EXERCISE REQUIREMENTS:
(a) From the croup passage, reproduce the part that opens with the words containing "In the severe" and closes with "a croup-like illness.".
(b) Decide whether each statement agrees with the croup passage, answering yes or no and quoting the words that settle it: (i) Croup usually affects children between six months and six years old. (ii) The noisy breathing of croup is worse in the morning. (iii) The HIB vaccination given to infants usually prevents epiglottitis.
(c) According to the croup passage, why may areas such as the mouth or fingertips turn blue in severe croup?

EXCERPTED PASSAGE:
Croup and its effects on children
Croup is a form of viral laryngitis specific to children, usually aged between six months and six years. The virus produces inflammation and swelling of the larynx and associated structures, such as the trachea and the airways leading to each lung.
Typical symptoms include:
- A cough that sounds like a barking seal
- Mild fever
- Noisy breathing that is worse at night
- Breathing difficulties, due to the swelling.
In the severe form of croup, certain areas (such as the mouth or fingertips) may turn blue from lack of oxygen (cyanosis). Sometimes, a bacterium can infect the larynx, causing a similar but life-threatening illness called epiglottitis. The child will usually have a high fever and look very unwell. The HIB vaccination routinely given to infants usually prevents epiglottitis. An inhaled foreign body may also produce a croup-like illness.

RECORDS SHOWN:
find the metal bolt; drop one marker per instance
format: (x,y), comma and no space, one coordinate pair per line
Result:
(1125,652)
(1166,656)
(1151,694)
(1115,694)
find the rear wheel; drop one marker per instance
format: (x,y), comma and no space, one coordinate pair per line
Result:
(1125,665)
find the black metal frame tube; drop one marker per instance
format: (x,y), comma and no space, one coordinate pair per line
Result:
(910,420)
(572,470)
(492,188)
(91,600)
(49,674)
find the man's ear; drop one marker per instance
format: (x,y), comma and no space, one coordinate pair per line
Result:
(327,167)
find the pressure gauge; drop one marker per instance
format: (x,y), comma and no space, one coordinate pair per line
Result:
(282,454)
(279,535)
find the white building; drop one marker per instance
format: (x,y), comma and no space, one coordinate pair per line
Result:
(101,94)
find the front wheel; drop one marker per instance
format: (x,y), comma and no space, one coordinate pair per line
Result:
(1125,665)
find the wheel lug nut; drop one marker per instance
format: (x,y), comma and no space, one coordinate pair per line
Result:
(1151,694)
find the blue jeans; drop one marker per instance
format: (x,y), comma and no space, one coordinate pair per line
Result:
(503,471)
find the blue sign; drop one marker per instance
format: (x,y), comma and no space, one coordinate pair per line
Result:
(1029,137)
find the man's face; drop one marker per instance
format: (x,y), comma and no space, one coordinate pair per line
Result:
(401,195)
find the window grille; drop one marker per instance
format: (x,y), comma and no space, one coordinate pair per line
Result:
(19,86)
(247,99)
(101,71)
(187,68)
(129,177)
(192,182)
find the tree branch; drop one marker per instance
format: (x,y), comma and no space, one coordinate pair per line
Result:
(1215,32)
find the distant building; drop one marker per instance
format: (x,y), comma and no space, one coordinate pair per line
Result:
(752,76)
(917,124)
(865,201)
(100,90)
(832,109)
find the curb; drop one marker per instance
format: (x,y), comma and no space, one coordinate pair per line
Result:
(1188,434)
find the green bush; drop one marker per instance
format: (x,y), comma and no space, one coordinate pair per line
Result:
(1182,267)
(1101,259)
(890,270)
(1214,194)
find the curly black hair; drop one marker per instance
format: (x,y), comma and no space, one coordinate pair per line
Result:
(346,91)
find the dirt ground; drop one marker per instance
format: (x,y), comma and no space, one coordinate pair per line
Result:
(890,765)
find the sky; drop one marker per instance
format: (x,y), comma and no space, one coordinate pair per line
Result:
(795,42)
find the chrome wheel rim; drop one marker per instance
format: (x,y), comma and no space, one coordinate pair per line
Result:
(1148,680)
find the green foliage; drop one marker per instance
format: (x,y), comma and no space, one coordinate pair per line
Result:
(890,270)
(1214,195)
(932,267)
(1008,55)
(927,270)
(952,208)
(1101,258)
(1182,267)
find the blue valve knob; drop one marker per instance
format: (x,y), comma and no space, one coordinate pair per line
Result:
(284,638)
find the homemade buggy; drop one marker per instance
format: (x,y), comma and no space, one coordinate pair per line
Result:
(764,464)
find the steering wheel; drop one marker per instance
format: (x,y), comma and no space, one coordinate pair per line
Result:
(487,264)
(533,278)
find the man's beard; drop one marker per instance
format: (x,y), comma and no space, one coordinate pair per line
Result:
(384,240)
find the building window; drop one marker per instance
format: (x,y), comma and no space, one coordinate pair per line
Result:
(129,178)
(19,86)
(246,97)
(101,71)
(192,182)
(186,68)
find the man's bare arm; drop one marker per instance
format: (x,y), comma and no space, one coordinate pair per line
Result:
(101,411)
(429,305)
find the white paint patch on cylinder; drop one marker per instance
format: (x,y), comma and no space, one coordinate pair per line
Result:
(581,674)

RESULTS OF THE TASKS:
(a)
In the severe form of croup, certain areas (such as the mouth or fingertips) may turn blue from lack of oxygen (cyanosis). Sometimes, a bacterium can infect the larynx, causing a similar but life-threatening illness called epiglottitis. The child will usually have a high fever and look very unwell. The HIB vaccination routinely given to infants usually prevents epiglottitis. An inhaled foreign body may also produce a croup-like illness.

(b)
(i) Yes: "usually aged between six months and six years."
(ii) No: "Noisy breathing that is worse at night."
(iii) Yes: "The HIB vaccination routinely given to infants usually prevents epiglottitis."

(c) They turn blue from lack of oxygen. The passage calls this condition cyanosis.